Weekly Feature

2005-10-19 / Local News

Mohan outlines his 2006 budget proposal

Amherst Politics
by VICTORIA R. SPAGNOLI Associate Editor

The Town of Amherst can save nearly $11 million by reducing spending in areas such as consultants and contract work, and by completely cutting items like vacation buyback, according to one candidate.

Satish Mohan, Republican candidate for supervisor, recently outlined what his proposed 2006 budget would look like if he was leading the town.

Mohan, a civil engineer and professor at the State University of New York at Buffalo, said he can reduce the overall budget by 10 percent, thereby cutting the tax levy by 15 percent.

Supervisor Susan Grelick on September 30 presented her $108 million tentative budget, which included a nearly 2 percent decrease in the general fund tax rate and a 2 percent decrease in special districts.

However, it also included a 1.9 percent increase in spending and a $1.1 million increase in the tax levy for the overall town budget.

The total town budget includes the general fund; the part town fund — outside village; the community environmental fund; the Highway fund — town outside village; the fire protection fund; and four special district funds.

In Mohan’s proposed budget, the biggest cut will come from the consulting and contract work item line. Mohan said he can reduce that by $4.39 million, or 40 percent, just by using the expertise of current town employees. Doing work in-house can reduce that line item from $10.98 million in 2005 to about $6.6 million in 2006.

“We can use (employees) more effectively,” Mohan said of the employees. “We do not have to have consultants except for large projects.”

Using employees in a more effective manner also factors into Mohan’s decision to reduce overtime and part-time work by 50 percent.

He said by scheduling workers more effectively, overtime can be cut by about $590,000 and part-time work by $1.28 million. He proposes that employees be scheduled on shifts, including evenings, in order to cut down on the costs.

Mohan said he knows this will be difficult because many employees are represented by unions.

But, he said, “We can’t be so much dependent on what the union wants. The unions and the administration both work for the taxpayers. We have to make changes ... That will be a difficult thing, but I don’t call it a limitation. It’s a challenge.”

Mohan also expects to cut town personnel by $1.5 million, or 4 percent, through attrition. When someone retires, their position may not be filled, but it won’t be across the board. “In some departments we need more and in some departments we don’t need any,” he said.

He also explained that, contrary to claims from Grelick, he does not propose any cuts to the Amherst Police Department.

Other cuts proposed by Mohan include:

• A $250,000 reduction in sick leave incentive by allowing employees to accumulate sick time, which will then be paid out at the time of retirement;

 A 10 percent, or $280,000, cut in utilities by taking advantage of energy savings plans and better business management;

 A 20 percent, or $40,000, cut in office supplies by using more paperless media;

 A 10 percent, or $350,000, cut in bond interest;

 A 20 percent, or $160,000, reduction in liability insurance;

 A $1.87 million cut in medical insurance by renegotiating contracts to reflect an 80 to 20 percent town/employee ratio; and

 A 25 percent, or $80,000, cut in clothing and shoe expenditures.

########

* [QUESTIONS]:
**A.** Please reproduce the stretch of the budget article from "Using employees in" through "represented by unions.".
**B.** Answer these questions from the budget article:
(i) By what percentage does Mohan say he can reduce the overall budget?
(ii) What was the total of the tentative budget Grelick presented on September 30?
(iii) How much does Mohan expect to cut town personnel through attrition?

########

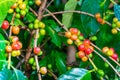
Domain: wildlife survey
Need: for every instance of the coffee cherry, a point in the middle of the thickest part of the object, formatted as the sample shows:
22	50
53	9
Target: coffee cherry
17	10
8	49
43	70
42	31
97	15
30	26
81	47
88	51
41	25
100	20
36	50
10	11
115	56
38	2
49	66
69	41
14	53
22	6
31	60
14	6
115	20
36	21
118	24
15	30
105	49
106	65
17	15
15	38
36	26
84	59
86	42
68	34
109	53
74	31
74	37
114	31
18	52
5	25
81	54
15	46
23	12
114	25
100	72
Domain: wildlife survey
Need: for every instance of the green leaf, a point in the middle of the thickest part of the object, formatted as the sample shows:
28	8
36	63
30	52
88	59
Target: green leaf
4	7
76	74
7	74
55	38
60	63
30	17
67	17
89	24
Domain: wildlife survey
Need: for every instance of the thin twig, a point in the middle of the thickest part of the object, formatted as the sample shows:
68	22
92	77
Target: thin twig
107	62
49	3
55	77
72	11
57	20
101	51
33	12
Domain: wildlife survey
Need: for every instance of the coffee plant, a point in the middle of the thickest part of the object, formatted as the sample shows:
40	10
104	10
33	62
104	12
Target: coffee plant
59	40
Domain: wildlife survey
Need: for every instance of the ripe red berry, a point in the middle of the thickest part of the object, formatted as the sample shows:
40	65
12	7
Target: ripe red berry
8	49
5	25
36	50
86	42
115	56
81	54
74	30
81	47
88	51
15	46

########

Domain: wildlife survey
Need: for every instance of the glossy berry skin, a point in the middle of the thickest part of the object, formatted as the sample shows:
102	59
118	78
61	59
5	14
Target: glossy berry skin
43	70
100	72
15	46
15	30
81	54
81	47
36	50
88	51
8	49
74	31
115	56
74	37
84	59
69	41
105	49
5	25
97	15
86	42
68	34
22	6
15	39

########

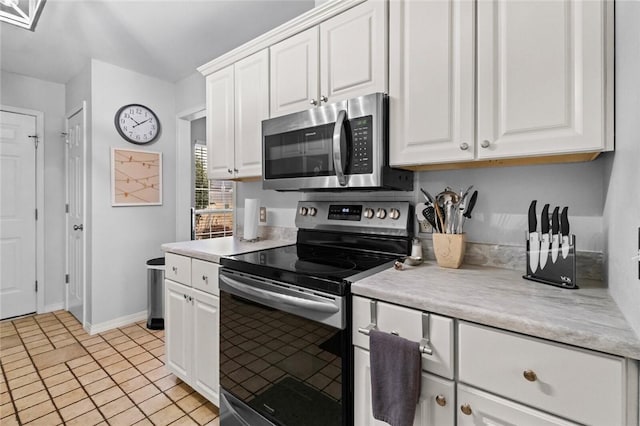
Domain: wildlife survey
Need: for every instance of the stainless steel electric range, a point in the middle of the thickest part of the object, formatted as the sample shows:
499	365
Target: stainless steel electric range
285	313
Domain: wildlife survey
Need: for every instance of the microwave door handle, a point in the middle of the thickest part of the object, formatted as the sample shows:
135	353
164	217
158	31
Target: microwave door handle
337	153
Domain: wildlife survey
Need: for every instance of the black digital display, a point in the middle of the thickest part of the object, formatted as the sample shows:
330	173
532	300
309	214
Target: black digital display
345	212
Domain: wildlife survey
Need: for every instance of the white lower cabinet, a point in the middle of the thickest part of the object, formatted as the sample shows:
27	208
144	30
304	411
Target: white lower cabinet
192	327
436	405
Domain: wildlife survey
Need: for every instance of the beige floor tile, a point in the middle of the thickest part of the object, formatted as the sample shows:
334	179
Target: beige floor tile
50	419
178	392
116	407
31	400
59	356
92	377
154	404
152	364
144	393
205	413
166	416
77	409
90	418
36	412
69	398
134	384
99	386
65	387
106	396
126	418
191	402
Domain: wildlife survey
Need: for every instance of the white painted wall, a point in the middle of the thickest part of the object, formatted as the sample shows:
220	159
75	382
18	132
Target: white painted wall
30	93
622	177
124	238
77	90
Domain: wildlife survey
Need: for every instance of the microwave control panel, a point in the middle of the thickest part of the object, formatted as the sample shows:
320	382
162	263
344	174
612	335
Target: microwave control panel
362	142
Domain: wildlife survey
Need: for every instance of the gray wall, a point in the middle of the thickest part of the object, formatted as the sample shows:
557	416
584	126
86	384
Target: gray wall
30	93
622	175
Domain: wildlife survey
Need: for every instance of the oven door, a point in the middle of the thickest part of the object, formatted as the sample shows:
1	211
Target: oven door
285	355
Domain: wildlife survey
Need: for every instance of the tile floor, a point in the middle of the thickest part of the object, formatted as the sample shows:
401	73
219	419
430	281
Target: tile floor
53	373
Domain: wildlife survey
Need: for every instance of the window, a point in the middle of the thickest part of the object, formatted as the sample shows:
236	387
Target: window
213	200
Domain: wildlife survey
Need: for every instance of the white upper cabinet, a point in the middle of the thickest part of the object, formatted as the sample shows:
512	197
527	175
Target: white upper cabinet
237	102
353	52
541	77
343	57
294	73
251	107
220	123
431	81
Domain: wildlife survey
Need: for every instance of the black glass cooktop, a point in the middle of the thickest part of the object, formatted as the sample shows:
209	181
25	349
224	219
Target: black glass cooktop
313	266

########

* [SOLUTIONS TO THE EXERCISE]:
**A.**
Using employees in a more effective manner also factors into Mohan’s decision to reduce overtime and part-time work by 50 percent.

He said by scheduling workers more effectively, overtime can be cut by about $590,000 and part-time work by $1.28 million. He proposes that employees be scheduled on shifts, including evenings, in order to cut down on the costs.

Mohan said he knows this will be difficult because many employees are represented by unions.

**B.**
(i) 10 percent
(ii) $108 million
(iii) $1.5 million, or 4 percent